[Location annotation dataset excerpts]
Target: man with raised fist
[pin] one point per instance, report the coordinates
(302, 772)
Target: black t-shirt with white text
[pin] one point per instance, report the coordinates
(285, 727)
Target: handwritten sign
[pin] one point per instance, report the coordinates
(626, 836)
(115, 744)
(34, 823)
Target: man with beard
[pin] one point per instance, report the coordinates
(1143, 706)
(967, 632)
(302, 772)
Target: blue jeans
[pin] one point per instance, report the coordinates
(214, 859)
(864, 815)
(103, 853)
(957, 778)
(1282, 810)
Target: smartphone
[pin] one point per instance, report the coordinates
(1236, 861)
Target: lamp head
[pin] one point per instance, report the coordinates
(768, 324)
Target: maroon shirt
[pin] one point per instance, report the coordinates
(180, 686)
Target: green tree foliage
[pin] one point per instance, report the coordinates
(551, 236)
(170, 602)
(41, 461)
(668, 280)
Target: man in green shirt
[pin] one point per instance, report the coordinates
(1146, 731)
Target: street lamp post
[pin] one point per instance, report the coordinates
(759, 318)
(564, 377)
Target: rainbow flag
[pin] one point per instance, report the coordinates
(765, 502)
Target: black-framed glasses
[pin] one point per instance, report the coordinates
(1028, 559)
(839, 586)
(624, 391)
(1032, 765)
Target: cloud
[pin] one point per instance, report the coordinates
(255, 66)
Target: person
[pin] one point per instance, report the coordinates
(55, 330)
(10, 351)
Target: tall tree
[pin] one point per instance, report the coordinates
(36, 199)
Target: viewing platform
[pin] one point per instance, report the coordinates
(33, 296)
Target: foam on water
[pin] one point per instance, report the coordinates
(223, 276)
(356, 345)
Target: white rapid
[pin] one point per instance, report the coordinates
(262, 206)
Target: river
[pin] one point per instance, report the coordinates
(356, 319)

• [Problem details]
Arrange the data from the line with "Target: river" to the end of the data as a JSON list of strings, one string per line, and leave out blank lines.

• [Response to this exercise]
[
  "Target: river",
  "[pin] one point per instance, report the coordinates",
  "(356, 319)"
]